Referring expression data
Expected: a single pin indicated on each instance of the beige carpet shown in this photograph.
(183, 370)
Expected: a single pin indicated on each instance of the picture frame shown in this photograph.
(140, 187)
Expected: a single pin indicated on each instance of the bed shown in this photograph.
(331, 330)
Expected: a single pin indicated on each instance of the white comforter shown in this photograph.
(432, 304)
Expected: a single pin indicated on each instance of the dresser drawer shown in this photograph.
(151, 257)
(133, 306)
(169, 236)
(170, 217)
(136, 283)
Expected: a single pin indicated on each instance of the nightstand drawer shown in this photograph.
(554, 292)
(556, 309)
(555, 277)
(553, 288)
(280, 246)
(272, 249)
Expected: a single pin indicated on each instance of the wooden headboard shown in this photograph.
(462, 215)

* _Exercise details_: Output only the lines from the one holding "Expected: a single pin indicated on each instance of the dresser" through the last line above, exactly as they appear.

* _Problem solution_:
Expected: a single pin indicated on each instance of the dresser drawer shown in this photograph.
(151, 257)
(133, 306)
(169, 236)
(170, 217)
(136, 283)
Expected: a single pin indicated on each instance of the nightstand drawer shown in this photograph.
(554, 292)
(556, 309)
(555, 277)
(553, 288)
(280, 246)
(272, 249)
Expected: a single pin indicated on each instance of the wooden headboard shown in this photograph.
(462, 215)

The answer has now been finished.